> [BRANO RIPORTATO]
L’omaggio al memoriale dei militari che lottarono contro il nazismo

Senza dimenticare la visita forse più strategica in termini geopolitici: il 18 agosto con il primo ministro Dmitry Medvedev si è recato in Crimea: secondo quanto riportato dall’Ansa, dopo aver incontrato genitori e studenti di una scuola di Sebastopoli, ha deposto dei fiori davanti al memoriale dedicato ai militari sovietici della trentacinquesima batteria di difesa costiera che lottarono contro le truppe naziste e ha visitato, tra le altre attività, anche una mostra su Cherson, luogo in cui nel 988 d.C. il Principe Vladimir venne battezzato per poter sposare la sorella dell’imperatore bizantino, Anna Porfirogenita. Tornato a Kiev, Vladimir, cui il Cremlino ha dedicato una statua posta proprio sulla piazza Rossa, ordinò agli abitanti di recarsi sul fiume Dnipro per ricevere il battesimo, introducendo così la religione cristiana tra i suoi sudditi.

Questa “campagna” ovviamente ha visto una copertura massiccia non solo sul sito del Governo e su quelli filogovernativi (vi è anche il video relativo alla sua permanenza in Siberia), ma anche sui social media (punto forte di Navalny), da Twitter a Instagram.

> [DATI REGISTRATI]
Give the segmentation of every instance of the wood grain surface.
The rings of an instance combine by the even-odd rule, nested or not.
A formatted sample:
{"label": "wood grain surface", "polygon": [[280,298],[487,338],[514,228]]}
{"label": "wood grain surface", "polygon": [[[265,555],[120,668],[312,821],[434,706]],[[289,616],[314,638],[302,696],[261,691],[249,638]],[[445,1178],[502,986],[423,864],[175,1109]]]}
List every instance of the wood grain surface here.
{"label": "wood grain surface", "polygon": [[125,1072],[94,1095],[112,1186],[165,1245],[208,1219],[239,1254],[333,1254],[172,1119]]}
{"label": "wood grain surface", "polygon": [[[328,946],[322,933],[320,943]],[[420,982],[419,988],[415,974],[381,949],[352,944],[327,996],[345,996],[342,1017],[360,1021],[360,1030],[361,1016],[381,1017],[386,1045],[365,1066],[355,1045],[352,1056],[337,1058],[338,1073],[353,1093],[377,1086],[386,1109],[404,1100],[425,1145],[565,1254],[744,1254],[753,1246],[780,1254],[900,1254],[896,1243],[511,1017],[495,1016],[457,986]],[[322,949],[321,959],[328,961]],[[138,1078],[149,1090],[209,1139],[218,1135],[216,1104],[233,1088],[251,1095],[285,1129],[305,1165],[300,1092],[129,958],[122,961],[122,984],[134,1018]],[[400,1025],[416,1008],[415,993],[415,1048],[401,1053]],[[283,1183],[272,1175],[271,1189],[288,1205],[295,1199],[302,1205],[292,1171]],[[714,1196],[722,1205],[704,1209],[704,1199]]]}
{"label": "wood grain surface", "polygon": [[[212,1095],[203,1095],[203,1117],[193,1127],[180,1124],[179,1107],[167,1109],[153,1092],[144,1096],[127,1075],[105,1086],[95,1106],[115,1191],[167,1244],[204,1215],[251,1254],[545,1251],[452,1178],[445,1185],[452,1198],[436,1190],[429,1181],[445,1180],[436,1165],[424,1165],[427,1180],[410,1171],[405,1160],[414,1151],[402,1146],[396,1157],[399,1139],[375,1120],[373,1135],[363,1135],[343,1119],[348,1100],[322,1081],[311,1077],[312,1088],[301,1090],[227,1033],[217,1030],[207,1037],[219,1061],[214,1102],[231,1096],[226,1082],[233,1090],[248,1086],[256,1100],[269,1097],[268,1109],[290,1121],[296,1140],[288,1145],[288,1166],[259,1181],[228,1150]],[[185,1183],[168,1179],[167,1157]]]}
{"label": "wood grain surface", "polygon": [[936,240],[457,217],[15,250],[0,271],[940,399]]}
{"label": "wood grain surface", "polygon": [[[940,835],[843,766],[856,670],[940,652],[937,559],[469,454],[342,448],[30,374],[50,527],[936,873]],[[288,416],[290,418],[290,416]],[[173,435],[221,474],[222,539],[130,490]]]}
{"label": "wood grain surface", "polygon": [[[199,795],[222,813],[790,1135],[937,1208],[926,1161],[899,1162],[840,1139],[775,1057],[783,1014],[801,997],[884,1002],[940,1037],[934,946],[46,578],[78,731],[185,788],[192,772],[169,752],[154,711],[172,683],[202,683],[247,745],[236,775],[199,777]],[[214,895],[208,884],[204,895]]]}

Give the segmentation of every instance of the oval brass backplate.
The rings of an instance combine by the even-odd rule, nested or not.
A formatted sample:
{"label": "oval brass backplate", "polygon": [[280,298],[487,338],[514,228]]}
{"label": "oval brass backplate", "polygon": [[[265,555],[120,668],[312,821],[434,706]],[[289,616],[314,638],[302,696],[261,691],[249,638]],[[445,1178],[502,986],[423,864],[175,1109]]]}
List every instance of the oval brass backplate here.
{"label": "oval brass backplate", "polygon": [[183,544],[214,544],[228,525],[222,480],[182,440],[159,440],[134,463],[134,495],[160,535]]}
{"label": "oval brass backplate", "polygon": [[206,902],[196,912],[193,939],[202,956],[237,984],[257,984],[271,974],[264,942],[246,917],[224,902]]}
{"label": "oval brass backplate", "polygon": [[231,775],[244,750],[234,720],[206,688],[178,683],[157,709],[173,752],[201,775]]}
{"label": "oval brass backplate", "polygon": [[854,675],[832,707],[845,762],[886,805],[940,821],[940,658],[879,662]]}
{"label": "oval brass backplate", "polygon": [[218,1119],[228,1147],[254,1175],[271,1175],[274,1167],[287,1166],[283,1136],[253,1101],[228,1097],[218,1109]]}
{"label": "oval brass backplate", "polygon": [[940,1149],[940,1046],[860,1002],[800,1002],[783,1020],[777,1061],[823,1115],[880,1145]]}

> [COMPITO ASSEGNATO] Trascrivi parola per parola il tratto del brano sulla visita in Crimea che comincia con "Senza dimenticare la" e prosegue fino a "i suoi sudditi.".

> [RISPOSTA COMPLETA]
Senza dimenticare la visita forse più strategica in termini geopolitici: il 18 agosto con il primo ministro Dmitry Medvedev si è recato in Crimea: secondo quanto riportato dall’Ansa, dopo aver incontrato genitori e studenti di una scuola di Sebastopoli, ha deposto dei fiori davanti al memoriale dedicato ai militari sovietici della trentacinquesima batteria di difesa costiera che lottarono contro le truppe naziste e ha visitato, tra le altre attività, anche una mostra su Cherson, luogo in cui nel 988 d.C. il Principe Vladimir venne battezzato per poter sposare la sorella dell’imperatore bizantino, Anna Porfirogenita. Tornato a Kiev, Vladimir, cui il Cremlino ha dedicato una statua posta proprio sulla piazza Rossa, ordinò agli abitanti di recarsi sul fiume Dnipro per ricevere il battesimo, introducendo così la religione cristiana tra i suoi sudditi.